→ EXERCISE PROMPT: Copy the records below word for word, keeping every line as it stands.

→ TASK MATERIAL:
——————
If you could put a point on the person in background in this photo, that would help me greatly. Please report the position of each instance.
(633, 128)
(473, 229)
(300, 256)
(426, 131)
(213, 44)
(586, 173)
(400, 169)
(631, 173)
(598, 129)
——————
→ COMPLETE ANSWER:
If you could put a point on the person in background in this photo, that would help me greatly. Please report the position of each instance.
(633, 128)
(473, 229)
(300, 256)
(426, 131)
(213, 44)
(586, 173)
(400, 169)
(631, 173)
(598, 129)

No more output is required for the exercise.